| DAFTAR |
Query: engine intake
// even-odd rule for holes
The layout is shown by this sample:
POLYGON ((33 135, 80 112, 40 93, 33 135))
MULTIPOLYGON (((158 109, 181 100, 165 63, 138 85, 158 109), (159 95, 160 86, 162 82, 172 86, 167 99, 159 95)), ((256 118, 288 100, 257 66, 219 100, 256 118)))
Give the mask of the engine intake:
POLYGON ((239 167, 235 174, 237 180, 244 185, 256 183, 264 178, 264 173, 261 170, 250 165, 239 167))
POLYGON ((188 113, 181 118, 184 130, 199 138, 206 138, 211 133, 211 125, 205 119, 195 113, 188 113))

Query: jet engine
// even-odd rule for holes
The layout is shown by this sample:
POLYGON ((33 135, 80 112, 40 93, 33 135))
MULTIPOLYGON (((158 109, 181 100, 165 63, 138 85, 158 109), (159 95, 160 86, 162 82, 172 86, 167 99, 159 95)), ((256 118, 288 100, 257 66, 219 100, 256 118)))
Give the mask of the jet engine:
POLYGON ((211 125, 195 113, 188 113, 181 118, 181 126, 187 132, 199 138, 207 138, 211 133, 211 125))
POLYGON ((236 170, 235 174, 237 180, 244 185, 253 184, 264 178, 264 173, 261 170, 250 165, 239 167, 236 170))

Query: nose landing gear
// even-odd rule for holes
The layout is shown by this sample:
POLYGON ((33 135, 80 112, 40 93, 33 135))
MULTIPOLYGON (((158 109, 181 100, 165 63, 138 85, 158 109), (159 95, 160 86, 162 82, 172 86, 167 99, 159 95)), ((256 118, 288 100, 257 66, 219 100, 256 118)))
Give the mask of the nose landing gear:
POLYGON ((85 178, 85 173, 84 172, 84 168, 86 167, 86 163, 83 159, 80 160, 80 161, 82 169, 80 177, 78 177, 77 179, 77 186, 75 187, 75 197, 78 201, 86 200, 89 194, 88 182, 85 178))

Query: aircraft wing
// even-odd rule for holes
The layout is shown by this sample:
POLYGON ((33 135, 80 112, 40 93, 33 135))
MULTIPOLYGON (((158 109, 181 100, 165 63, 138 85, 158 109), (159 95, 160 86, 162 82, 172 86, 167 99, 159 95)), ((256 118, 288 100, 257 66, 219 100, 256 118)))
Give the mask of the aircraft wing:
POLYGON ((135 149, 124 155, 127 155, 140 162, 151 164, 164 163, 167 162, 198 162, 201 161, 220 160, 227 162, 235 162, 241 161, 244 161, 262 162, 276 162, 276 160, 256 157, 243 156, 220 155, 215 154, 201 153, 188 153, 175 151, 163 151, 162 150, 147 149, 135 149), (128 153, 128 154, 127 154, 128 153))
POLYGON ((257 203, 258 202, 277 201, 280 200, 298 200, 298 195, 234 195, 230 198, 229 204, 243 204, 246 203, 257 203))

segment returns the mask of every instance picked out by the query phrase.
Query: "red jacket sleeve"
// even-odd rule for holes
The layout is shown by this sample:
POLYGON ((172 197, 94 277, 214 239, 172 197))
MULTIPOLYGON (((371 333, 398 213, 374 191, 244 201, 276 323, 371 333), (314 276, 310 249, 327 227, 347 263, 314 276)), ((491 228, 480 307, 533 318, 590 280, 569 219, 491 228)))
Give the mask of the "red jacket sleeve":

| DESKRIPSI TUGAS |
Nyatakan seluruh daftar di atas sebagai satu array JSON berisi string, satu string untuk tiap baris. Baris kosong tidak perlu dimasukkan.

| JAWABAN BENAR |
[
  "Query: engine intake",
  "// even-odd rule for holes",
  "The layout is shown by this sample:",
  "POLYGON ((33 135, 80 112, 40 93, 33 135))",
  "MULTIPOLYGON (((158 109, 181 100, 165 63, 138 85, 158 109), (159 95, 160 86, 162 82, 172 86, 167 99, 159 95)), ((256 118, 288 100, 257 66, 219 100, 256 118)))",
  "Give the mask of the engine intake:",
  "POLYGON ((239 167, 235 174, 237 180, 244 185, 256 183, 264 178, 264 173, 261 170, 250 165, 239 167))",
  "POLYGON ((188 113, 181 118, 184 130, 199 138, 206 138, 211 133, 211 125, 205 119, 195 113, 188 113))",
  "Query: jet engine",
  "// even-odd rule for holes",
  "The layout is shown by this sample:",
  "POLYGON ((33 135, 80 112, 40 93, 33 135))",
  "MULTIPOLYGON (((158 109, 181 100, 165 63, 138 85, 158 109), (159 95, 160 86, 162 82, 172 86, 167 99, 159 95)), ((256 118, 288 100, 257 66, 219 100, 256 118)))",
  "Give the mask of the jet engine:",
  "POLYGON ((211 125, 195 113, 188 113, 181 118, 181 126, 187 132, 199 138, 207 138, 211 133, 211 125))",
  "POLYGON ((236 170, 235 174, 237 180, 244 185, 253 184, 264 178, 264 173, 261 170, 250 165, 239 167, 236 170))",
  "Query: nose landing gear",
  "// even-odd rule for holes",
  "The layout is shown by this sample:",
  "POLYGON ((33 135, 80 112, 40 93, 33 135))",
  "MULTIPOLYGON (((158 109, 181 100, 165 63, 138 85, 158 109), (159 95, 160 86, 162 82, 172 86, 167 99, 159 95)), ((256 118, 288 100, 257 66, 219 100, 256 118)))",
  "Give the mask of the nose landing gear:",
  "POLYGON ((85 178, 85 173, 84 172, 84 168, 86 167, 86 163, 83 159, 80 160, 80 161, 82 169, 80 177, 78 177, 77 179, 77 186, 75 187, 75 197, 78 201, 86 200, 89 194, 88 182, 85 178))",
  "Query: aircraft wing",
  "// even-odd rule for holes",
  "The layout is shown by this sample:",
  "POLYGON ((33 135, 80 112, 40 93, 33 135))",
  "MULTIPOLYGON (((158 109, 181 100, 165 63, 138 85, 158 109), (159 95, 160 86, 162 82, 172 86, 167 99, 159 95)), ((256 118, 288 100, 257 66, 219 100, 256 118)))",
  "Give the mask of the aircraft wing:",
  "POLYGON ((135 149, 124 155, 127 155, 140 162, 151 164, 164 163, 167 162, 198 162, 201 161, 220 160, 227 162, 235 162, 241 161, 244 161, 262 162, 276 162, 276 160, 256 157, 243 156, 220 155, 215 154, 201 153, 188 153, 175 151, 163 151, 162 150, 147 149, 135 149), (128 153, 128 154, 127 154, 128 153))",
  "POLYGON ((257 203, 258 202, 277 201, 280 200, 298 200, 298 195, 234 195, 230 198, 229 204, 243 204, 246 203, 257 203))",
  "segment returns the mask of every instance picked out by the query phrase.",
  "Query: \"red jacket sleeve\"",
  "// even-odd rule for holes",
  "The layout is shown by this sample:",
  "POLYGON ((172 197, 94 277, 214 239, 172 197))",
  "MULTIPOLYGON (((371 333, 398 213, 374 191, 244 201, 276 323, 371 333), (314 276, 310 249, 327 227, 347 263, 314 276)), ((491 228, 480 307, 533 318, 590 280, 569 219, 491 228)))",
  "Give the mask of the \"red jacket sleeve\":"
]